* Start Supplied passage *

Across our operations, we continued to make good progress. 2 weeks ago, we announced a new strategic alliance with Petrobras with a commitment to work together in Brazil on a range of opportunities across our whole business. In the Upstream, our focus on execution is delivering improved performance. Plan (sic) [plant] reliability in our operations was a record 96% in the first quarter. This helped us deliver an operating efficiency of 86%, a 2% improvement on our previous best. In February, we announced the successful startup of the Atoll gas field in Egypt, ahead of schedule and under budget. This gas project was brought onstream less than 33 months after the initial exploration discovery. We've also taken final investment decisions or FIDs on the developments of Ghazeer, the second phase of the giant Khazzan gas field in Oman; KG-D6 satellites, the second project in the integrated KG-D6 development in India; and Alligin and Vorlich, 2 new U.K. North Sea subsea field developments.
In the Downstream, we've continued to make good strategic progress leveraging our strong brands and quality portfolio. In retail, premium fuel volumes grew by 5% compared with last year. And we continued the rollout of our convenience partnership model across our network. We also celebrated our first year of operations in Mexico, where average fuel volumes per site have increased by over 60%. And we recently opened our 200th site. At our Whiting refinery in the United States, we processed over 10% more heavy crude than a year ago, partially capturing the higher light, heavy discounts. And in petrochemicals, we achieved a new production record at our PTA plant in Zhuhai, China.
We have also continued with the development of our alternative energy business with the recent creation of a new Indian joint venture between Lightsource BP and Everstone Capital to create EverSource Capital. This partnership provides us with an interest in an innovative fund management platform for low-carbon infrastructure projects in India, which we see as a market with huge demand and potential.
Before I summarize, I'd like to take a moment to talk about our 2018 guidance. In the second quarter, we expect Upstream reported production to be lower than the first quarter due to the exploration of the Abu Dhabi ADMA offshore concession and seasonal turnaround and maintenance activities. In the Downstream, we expect seasonally higher industry refining margins, a narrowing of the discount for North American heavy crude oil and a significantly higher level of turnaround activity. Our full year 2018 guidance remains unchanged from what we laid out in February. We expect Upstream underlying production to be higher than 2017, driven by the continued ramp-up of the 2017 major projects as well as the 6 major project startups in 2018. Actual reported production will depend on divestments, OPEC quotas and entitlement impacts.
The total DD&A charge is expected to be higher than 2017, reflecting the growth in Upstream production volumes and the major project startups. We expect organic capital expenditure to be in the range of $15 billion to $16 billion, at the lower end of our medium-term $15 billion to $17 billion frame, reflecting the continuing focus on disciplined spend. In other business and corporate, the average underlying quarterly charge is expected to be around $350 million, although this may fluctuate between individual quarters.

* End Supplied passage *

◆ **Goal 1**
Answer these questions from the operations update:
(a) What operating efficiency was delivered in the first quarter?
(b) By what percentage did premium fuel volumes in retail grow compared with last year?
(c) In what range is organic capital expenditure expected to be?
◆ **Goal 2**
Output the part of the operations update starting with "Before I summarize, I'd" and going on through "and entitlement impacts.".

* Start Extracted entries *

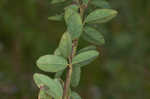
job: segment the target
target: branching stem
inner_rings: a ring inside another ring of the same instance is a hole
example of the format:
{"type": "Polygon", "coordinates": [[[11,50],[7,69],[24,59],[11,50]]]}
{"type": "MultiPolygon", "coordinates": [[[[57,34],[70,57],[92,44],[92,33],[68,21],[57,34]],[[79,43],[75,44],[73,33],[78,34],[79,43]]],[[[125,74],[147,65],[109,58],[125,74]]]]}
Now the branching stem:
{"type": "MultiPolygon", "coordinates": [[[[80,0],[76,0],[76,2],[79,4],[80,0]]],[[[84,10],[85,10],[85,7],[83,7],[83,5],[80,5],[80,16],[82,19],[83,19],[83,15],[84,15],[84,10]]],[[[71,81],[71,75],[72,75],[72,59],[76,54],[77,46],[78,46],[78,39],[75,39],[75,40],[73,40],[73,43],[72,43],[72,54],[69,57],[69,66],[67,68],[66,82],[64,84],[64,92],[63,92],[62,99],[70,99],[69,88],[70,88],[70,81],[71,81]]]]}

* End Extracted entries *

◆ **Worked solution 1**
(a) 86%
(b) 5%
(c) $15 billion to $16 billion

◆ **Worked solution 2**
Before I summarize, I'd like to take a moment to talk about our 2018 guidance. In the second quarter, we expect Upstream reported production to be lower than the first quarter due to the exploration of the Abu Dhabi ADMA offshore concession and seasonal turnaround and maintenance activities. In the Downstream, we expect seasonally higher industry refining margins, a narrowing of the discount for North American heavy crude oil and a significantly higher level of turnaround activity. Our full year 2018 guidance remains unchanged from what we laid out in February. We expect Upstream underlying production to be higher than 2017, driven by the continued ramp-up of the 2017 major projects as well as the 6 major project startups in 2018. Actual reported production will depend on divestments, OPEC quotas and entitlement impacts.